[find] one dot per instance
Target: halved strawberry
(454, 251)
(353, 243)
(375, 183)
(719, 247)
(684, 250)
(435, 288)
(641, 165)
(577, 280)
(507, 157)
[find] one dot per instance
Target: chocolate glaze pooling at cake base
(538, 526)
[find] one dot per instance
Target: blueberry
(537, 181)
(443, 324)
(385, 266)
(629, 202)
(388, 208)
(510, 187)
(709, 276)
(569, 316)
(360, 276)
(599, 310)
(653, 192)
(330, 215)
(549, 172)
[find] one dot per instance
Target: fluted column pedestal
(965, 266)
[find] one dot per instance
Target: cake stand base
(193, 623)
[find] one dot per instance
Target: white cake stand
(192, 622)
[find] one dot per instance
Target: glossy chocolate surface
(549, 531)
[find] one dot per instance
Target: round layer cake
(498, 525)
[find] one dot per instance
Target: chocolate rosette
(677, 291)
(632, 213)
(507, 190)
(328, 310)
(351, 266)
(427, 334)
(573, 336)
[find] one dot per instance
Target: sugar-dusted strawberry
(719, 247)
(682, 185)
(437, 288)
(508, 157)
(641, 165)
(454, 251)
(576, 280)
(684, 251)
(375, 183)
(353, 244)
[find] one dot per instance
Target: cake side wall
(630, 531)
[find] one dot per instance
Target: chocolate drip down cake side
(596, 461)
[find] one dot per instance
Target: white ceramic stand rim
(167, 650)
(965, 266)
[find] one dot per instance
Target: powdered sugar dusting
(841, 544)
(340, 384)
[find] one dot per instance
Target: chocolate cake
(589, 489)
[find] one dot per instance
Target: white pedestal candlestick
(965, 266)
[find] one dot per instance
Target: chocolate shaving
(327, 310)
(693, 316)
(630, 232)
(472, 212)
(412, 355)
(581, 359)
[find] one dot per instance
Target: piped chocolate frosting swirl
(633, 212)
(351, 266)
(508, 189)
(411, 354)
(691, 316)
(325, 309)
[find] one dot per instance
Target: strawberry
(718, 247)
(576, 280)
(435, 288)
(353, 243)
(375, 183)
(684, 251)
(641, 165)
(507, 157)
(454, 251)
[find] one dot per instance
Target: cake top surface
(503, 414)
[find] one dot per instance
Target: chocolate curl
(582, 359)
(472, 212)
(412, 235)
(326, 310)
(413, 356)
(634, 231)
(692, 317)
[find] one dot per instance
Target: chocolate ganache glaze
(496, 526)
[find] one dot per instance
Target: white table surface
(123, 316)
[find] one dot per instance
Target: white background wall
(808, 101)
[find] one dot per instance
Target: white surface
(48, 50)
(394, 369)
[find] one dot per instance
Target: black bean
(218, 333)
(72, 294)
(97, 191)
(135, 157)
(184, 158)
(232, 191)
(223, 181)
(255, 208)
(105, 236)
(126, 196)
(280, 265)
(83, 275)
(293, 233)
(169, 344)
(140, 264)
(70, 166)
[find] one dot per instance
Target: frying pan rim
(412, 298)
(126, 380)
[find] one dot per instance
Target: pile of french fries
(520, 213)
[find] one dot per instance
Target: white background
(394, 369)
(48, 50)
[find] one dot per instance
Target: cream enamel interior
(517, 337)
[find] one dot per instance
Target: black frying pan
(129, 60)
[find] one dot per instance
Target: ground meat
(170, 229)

□ □ □

> YOUR ASSIGNMENT
Return exactly the lines of the listing that run from the one containing "Target: chocolate ganache glaze" through the last, and no others.

> YOUR SOLUTION
Target: chocolate ganache glaze
(496, 526)
[find] one dot per instance
Target: white table surface
(123, 316)
[find] one dot per instance
Target: white background wall
(808, 101)
[find] one dot per instance
Target: white surface
(48, 50)
(394, 369)
[find] one dot per instance
Target: black bean
(218, 333)
(72, 294)
(97, 191)
(135, 157)
(184, 158)
(232, 191)
(223, 181)
(255, 208)
(105, 236)
(126, 196)
(280, 265)
(83, 275)
(293, 233)
(169, 344)
(140, 264)
(70, 166)
[find] one dot per instance
Target: frying pan rim
(412, 298)
(126, 380)
[find] one dot per instance
Target: pile of french fries
(520, 213)
[find] one dot per instance
Target: white background
(394, 369)
(48, 50)
[find] one dot per instance
Target: cream enamel interior
(517, 337)
[find] one dot per instance
Target: black frying pan
(129, 60)
[find] one dot per instance
Target: ground meat
(170, 229)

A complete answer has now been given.